▶ Instructions for the task
Copy out the records word for word from the line containing "form [680, 2]." through the end of the records.
◇ ◇ ◇ ◇
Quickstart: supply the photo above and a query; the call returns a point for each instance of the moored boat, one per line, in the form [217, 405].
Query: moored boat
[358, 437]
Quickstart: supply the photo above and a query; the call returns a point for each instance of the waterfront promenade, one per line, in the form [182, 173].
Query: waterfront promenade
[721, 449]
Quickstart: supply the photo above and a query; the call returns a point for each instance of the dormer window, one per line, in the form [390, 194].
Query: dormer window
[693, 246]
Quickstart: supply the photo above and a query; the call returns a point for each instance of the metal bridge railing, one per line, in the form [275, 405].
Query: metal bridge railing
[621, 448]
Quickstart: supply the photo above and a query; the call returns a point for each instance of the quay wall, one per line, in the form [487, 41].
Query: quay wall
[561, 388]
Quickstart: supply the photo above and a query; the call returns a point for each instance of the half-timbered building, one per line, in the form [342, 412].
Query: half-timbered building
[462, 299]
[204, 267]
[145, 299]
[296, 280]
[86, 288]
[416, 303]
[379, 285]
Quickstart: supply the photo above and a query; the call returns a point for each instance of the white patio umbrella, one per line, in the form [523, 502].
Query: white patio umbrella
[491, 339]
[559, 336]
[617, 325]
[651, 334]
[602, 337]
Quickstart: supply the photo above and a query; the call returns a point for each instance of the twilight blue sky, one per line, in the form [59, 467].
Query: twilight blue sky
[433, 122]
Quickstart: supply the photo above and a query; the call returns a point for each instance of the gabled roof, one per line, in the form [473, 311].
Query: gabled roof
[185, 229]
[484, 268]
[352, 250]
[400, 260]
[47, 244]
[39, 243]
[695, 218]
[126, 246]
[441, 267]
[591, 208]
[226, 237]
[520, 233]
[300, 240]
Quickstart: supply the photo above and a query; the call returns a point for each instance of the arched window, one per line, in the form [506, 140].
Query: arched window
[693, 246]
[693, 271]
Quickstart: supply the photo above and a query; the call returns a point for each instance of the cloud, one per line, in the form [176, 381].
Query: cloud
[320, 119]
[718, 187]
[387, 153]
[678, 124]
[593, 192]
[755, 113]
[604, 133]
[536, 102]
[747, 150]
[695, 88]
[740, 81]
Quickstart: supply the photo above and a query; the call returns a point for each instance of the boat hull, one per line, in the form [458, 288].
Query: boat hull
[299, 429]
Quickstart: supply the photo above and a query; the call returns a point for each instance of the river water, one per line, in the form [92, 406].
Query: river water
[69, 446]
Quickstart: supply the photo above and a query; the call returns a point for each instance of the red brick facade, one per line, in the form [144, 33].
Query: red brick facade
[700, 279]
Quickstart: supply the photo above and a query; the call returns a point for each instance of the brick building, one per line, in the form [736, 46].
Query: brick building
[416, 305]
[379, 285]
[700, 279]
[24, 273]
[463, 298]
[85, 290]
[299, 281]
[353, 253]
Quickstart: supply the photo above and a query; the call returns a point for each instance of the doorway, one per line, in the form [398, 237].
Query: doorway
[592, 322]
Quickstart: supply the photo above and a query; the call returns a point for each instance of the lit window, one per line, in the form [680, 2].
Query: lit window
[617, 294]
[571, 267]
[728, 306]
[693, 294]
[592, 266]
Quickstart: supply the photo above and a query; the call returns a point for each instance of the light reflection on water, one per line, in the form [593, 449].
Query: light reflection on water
◇ ◇ ◇ ◇
▶ Correct response
Quickstart: supply the photo above and a query; the call returns a point for each instance of the lit window, one per line, in the form [680, 2].
Query: lit window
[617, 294]
[571, 267]
[728, 306]
[693, 294]
[592, 266]
Quickstart: supply the photo above and a query; the call returns a point for each instance of the light reflection on water, one per line, in the form [593, 449].
Query: light reflection on water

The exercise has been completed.